• [ENTRIES SUPPLIED]
## start

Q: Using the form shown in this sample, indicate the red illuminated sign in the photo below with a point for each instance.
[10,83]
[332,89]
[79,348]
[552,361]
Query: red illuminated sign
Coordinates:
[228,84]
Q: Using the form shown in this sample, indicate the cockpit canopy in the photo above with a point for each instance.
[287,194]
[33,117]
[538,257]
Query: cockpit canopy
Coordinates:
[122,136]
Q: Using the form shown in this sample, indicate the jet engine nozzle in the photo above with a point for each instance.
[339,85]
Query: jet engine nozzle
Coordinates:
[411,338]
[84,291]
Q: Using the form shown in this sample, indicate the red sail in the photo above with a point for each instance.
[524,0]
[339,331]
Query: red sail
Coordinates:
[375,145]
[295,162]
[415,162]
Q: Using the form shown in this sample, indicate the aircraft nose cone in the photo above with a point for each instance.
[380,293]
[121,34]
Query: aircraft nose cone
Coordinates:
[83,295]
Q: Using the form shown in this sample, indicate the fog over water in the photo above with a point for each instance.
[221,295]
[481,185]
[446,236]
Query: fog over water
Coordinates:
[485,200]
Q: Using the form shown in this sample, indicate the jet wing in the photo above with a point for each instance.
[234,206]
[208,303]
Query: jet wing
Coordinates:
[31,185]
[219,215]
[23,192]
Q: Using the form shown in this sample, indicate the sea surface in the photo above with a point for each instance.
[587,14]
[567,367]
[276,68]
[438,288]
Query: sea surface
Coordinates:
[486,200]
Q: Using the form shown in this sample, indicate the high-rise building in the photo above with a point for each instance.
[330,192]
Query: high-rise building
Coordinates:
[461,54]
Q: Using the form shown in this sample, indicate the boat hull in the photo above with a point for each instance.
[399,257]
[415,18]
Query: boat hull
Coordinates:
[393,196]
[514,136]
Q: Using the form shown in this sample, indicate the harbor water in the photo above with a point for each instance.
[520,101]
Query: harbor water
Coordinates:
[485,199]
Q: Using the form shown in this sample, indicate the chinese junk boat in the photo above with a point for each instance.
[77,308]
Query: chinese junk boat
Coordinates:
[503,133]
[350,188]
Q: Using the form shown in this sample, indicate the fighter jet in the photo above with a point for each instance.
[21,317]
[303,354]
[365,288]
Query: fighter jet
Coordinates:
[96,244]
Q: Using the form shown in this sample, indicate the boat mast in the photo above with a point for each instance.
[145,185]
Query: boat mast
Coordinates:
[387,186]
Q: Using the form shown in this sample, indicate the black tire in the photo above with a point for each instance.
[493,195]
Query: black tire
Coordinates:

## end

Rewrite the stretch of rows from the one containing "the boat mast" through the end of the rows, requests included, and offset each answer coordinate by 14 while leaving the sample points in the requests unchanged.

• [RESPONSE TO THIS TASK]
Q: Using the form shown in this sample, indicate the boat mast in the photo above with a point for each instance.
[145,185]
Query: boat mast
Coordinates:
[401,200]
Q: Using the form shown in this sample, indicate the black tire in the photo above with a point for each instance.
[493,195]
Query: black tire
Coordinates:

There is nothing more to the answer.